-------- Cytowany fragment --------

Świnka chodzi po schodach i umie tęsknić. Przytula się, uczy się sztuczek i wystawia brzuch do drapania. Jest jak budzik, chrumka nad głową, aż obudzi. Trzy lata temu była wielkości kota. Dzisiaj waży prawie 120 kilogramów i śpi w pokoju z Pawłem. Bo Nono to nie tylko domowy zwierzak, ale i "terapeutka" chorego chłopca.
Imię wymyślił jej Paweł. Świnka chodziła z ryjkiem przy ziemi i przypominała mu odkurzacz Nono z telewizyjnej bajki.
Cały świat w domu
Piętnastoletni dziś Paweł mieszka we wsi pod Olsztynem. Urodził się z bardzo poważną wadą serca i płuc, bez możliwości przeprowadzenia operacji. Od czasu, kiedy zaczął chodzić i rozumieć, w domu pojawiały się zwierzęta.
- Kupiliśmy mu kózkę, później konia, by cały czas przebywał ze zwierzątkami. Nie mogliśmy mu zapewnić wychodzenia z domu i chcieliśmy stworzyć mu cały świat w domu - mówi Elżbieta Janysz, mama Pawła.
Kiedy chłopiec był starszy, dostał szczura i chomika. Kilka lat temu w sieci znalazł zdjęcia miniaturowych świnek, które żyły i mieszkały z ludźmi. Dzisiaj mówi, że marzył o takim zwierzaku. Wreszcie wyprosił rodziców o nową przytulankę.
Była jak kot, a teraz urosła
Świnka Nono zamieszkała domu chłopca trzy lata temu. Rodzice kupili mu ją w hodowli świnek angielskich. Wiedzieli, że nie będzie mała i założyli, że w razie trudności wybudują jej drewniany dom na podwórku.
- Na początku była malutka, jak kot. Teraz urosła i waży prawie 120 kilogramów - rozczula się mama chłopca.
Kiedy świnka wprowadziła się do ich domu, kupili jej kuwetę, a Pawłowi materac, na którym sam spał, a obok niego w jednym pokoju Nono. Kiedy świnka oswoiła się z nowym miejscem, przyszła na jego materac.
- Wtedy Paweł jakby ozdrowiał, poprawiły mu się parametry, które mierzymy codziennie. Zaczął chętniej wychodzić na dwór i w ogóle poruszać się. Opiekuje się nią troskliwie. Spali razem do ostatniego października, bo jest już duża i mocno rwie pościel - tłumaczy Elżbieta.

-------- Wyodrębnione dane --------

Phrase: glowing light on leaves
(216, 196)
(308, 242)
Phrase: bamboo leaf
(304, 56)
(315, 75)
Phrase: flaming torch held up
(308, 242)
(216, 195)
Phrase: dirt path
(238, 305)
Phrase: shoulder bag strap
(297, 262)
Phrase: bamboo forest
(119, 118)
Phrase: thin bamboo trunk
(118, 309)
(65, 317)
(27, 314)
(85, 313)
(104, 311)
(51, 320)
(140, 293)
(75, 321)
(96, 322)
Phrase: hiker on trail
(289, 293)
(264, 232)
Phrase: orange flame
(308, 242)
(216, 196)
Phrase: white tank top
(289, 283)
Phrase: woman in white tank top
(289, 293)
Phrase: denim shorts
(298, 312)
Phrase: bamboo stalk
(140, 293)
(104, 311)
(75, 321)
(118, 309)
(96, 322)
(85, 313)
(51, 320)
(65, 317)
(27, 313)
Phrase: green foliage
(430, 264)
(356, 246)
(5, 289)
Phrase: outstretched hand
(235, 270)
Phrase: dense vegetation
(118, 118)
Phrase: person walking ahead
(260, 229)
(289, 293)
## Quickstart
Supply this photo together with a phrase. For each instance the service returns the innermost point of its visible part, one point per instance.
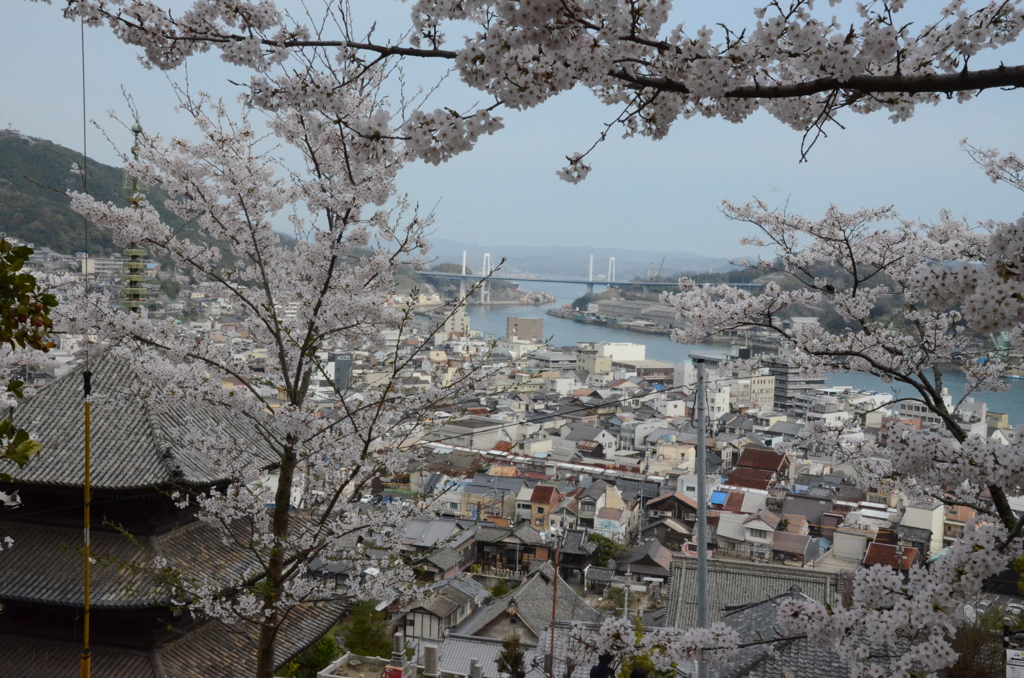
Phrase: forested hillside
(34, 176)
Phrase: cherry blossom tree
(914, 295)
(295, 480)
(802, 65)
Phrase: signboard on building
(342, 370)
(1015, 663)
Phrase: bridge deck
(567, 281)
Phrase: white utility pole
(701, 470)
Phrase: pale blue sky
(641, 195)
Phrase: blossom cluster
(799, 65)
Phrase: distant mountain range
(574, 261)
(34, 207)
(34, 175)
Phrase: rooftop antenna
(134, 266)
(86, 659)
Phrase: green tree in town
(512, 660)
(606, 550)
(314, 660)
(25, 323)
(365, 632)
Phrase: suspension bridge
(487, 271)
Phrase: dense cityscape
(511, 339)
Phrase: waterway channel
(492, 320)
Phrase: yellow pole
(86, 652)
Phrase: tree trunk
(275, 563)
(265, 651)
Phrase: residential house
(543, 502)
(510, 550)
(733, 584)
(451, 602)
(648, 561)
(894, 555)
(673, 504)
(527, 609)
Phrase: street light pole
(701, 472)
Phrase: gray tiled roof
(133, 439)
(428, 533)
(577, 542)
(738, 584)
(457, 650)
(46, 566)
(444, 558)
(210, 651)
(531, 600)
(800, 658)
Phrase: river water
(492, 320)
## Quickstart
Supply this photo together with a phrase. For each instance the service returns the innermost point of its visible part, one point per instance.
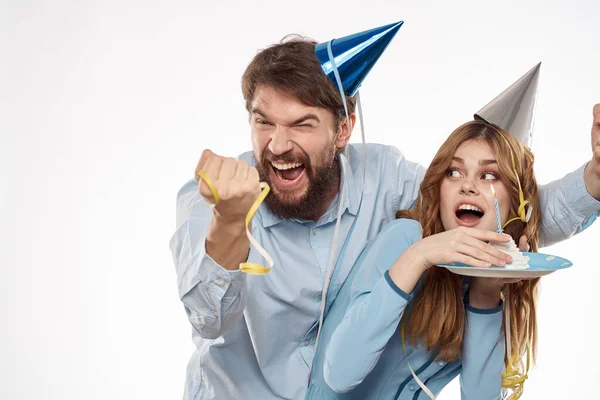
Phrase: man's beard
(321, 179)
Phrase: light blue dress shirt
(360, 353)
(254, 335)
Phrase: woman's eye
(453, 173)
(490, 176)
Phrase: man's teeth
(469, 207)
(283, 167)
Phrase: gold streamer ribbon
(512, 378)
(247, 267)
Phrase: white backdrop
(107, 105)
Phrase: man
(255, 334)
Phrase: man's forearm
(227, 243)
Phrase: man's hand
(236, 183)
(237, 186)
(591, 175)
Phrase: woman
(452, 325)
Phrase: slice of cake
(519, 260)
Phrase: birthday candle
(497, 210)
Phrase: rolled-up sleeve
(567, 208)
(213, 297)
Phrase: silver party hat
(513, 109)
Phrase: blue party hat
(354, 55)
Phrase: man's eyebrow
(306, 118)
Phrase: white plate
(539, 265)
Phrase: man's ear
(344, 131)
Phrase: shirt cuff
(579, 199)
(395, 287)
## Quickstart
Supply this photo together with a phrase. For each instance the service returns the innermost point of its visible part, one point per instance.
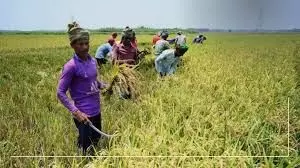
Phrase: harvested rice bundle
(142, 54)
(125, 81)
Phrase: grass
(228, 98)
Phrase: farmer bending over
(79, 77)
(103, 53)
(166, 63)
(162, 44)
(155, 38)
(125, 52)
(180, 39)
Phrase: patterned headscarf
(128, 33)
(75, 32)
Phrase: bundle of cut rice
(125, 81)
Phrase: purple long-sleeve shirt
(80, 78)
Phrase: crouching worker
(166, 63)
(103, 53)
(125, 53)
(79, 77)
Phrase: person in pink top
(79, 77)
(125, 52)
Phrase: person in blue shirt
(167, 62)
(104, 52)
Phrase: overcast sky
(233, 14)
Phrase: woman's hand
(80, 116)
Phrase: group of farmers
(126, 51)
(79, 74)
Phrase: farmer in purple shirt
(79, 77)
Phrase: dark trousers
(88, 136)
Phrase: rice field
(236, 97)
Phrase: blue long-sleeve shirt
(167, 62)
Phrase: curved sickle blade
(97, 130)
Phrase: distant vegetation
(149, 31)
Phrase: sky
(217, 14)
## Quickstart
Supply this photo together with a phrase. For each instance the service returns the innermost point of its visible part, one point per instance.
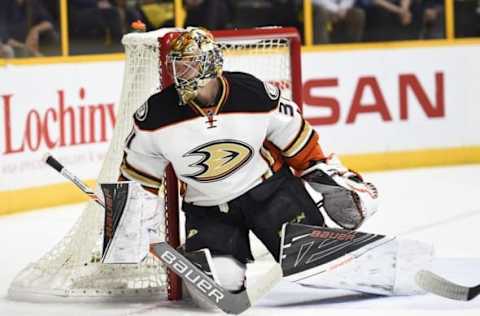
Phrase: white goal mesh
(72, 269)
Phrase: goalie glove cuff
(347, 199)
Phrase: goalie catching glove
(346, 198)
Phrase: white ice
(437, 205)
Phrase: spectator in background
(93, 19)
(26, 24)
(389, 20)
(210, 14)
(337, 21)
(433, 20)
(6, 51)
(467, 18)
(156, 13)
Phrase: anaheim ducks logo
(219, 159)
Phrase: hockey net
(72, 269)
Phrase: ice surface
(437, 205)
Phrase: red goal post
(72, 269)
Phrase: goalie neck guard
(193, 59)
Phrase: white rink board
(38, 88)
(33, 98)
(458, 126)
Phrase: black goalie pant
(263, 210)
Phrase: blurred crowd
(32, 27)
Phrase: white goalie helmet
(193, 59)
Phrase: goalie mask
(194, 58)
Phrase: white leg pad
(136, 229)
(388, 269)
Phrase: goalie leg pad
(130, 224)
(388, 269)
(224, 270)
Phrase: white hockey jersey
(221, 152)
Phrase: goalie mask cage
(72, 270)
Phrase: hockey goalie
(244, 155)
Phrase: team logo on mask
(142, 111)
(219, 159)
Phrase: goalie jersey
(223, 151)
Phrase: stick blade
(435, 284)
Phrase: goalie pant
(310, 255)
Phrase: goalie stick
(346, 247)
(435, 284)
(55, 164)
(236, 303)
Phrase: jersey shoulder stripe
(162, 109)
(248, 94)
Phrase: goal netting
(72, 269)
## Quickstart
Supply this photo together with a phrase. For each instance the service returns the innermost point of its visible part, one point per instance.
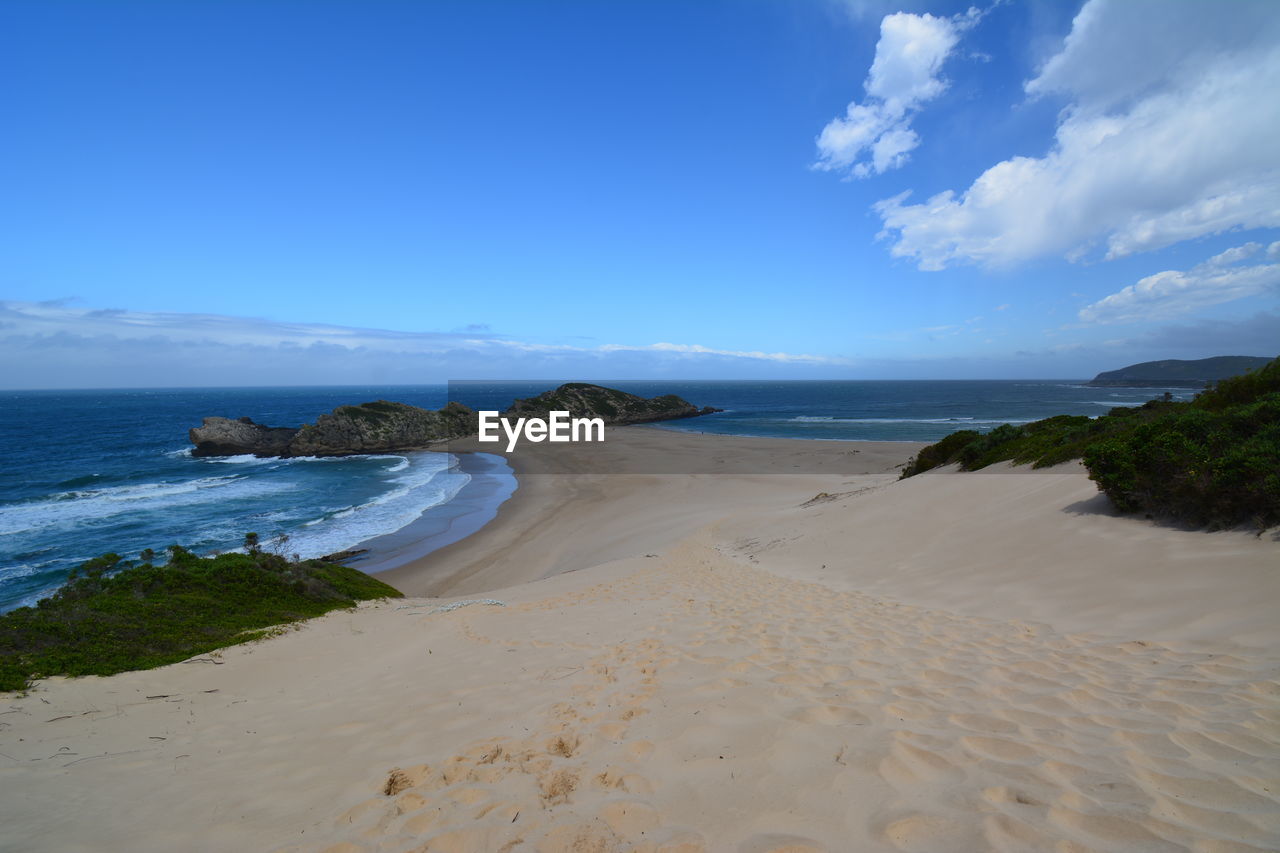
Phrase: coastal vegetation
(1212, 461)
(112, 616)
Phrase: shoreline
(476, 505)
(634, 468)
(789, 649)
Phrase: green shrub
(1217, 468)
(1214, 461)
(944, 452)
(108, 619)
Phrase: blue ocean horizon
(90, 471)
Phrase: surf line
(558, 427)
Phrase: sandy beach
(787, 649)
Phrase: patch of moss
(1212, 461)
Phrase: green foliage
(1240, 389)
(105, 621)
(1216, 468)
(944, 452)
(1214, 461)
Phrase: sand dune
(954, 662)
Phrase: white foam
(807, 419)
(91, 505)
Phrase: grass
(110, 617)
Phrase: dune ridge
(812, 662)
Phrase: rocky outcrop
(227, 437)
(1178, 373)
(583, 400)
(382, 427)
(378, 427)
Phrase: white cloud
(905, 73)
(1170, 135)
(60, 345)
(1170, 292)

--------

## Wymagania do zadań
• a. Odpowiedz na podstawie tekstu o śwince Nono:
(i) Ile waży obecnie Nono?
(ii) Kto wymyślił śwince imię?
(iii) W jakiej hodowli rodzice kupili świnkę?
• b. Wypisz z tekstu o śwince Nono dokładnie ten fragment, który zaczyna się od słów zawierających "- Kupiliśmy mu", a kończy na "o nową przytulankę.".
Zestawienie jest materiałem odrębnym od tekstu o śwince Nono.

## Odpowiedzi do zadań
• a.
(i) Prawie 120 kilogramów.
(ii) Paweł.
(iii) W hodowli świnek angielskich.

• b.
- Kupiliśmy mu kózkę, później konia, by cały czas przebywał ze zwierzątkami. Nie mogliśmy mu zapewnić wychodzenia z domu i chcieliśmy stworzyć mu cały świat w domu - mówi Elżbieta Janysz, mama Pawła.
Kiedy chłopiec był starszy, dostał szczura i chomika. Kilka lat temu w sieci znalazł zdjęcia miniaturowych świnek, które żyły i mieszkały z ludźmi. Dzisiaj mówi, że marzył o takim zwierzaku. Wreszcie wyprosił rodziców o nową przytulankę.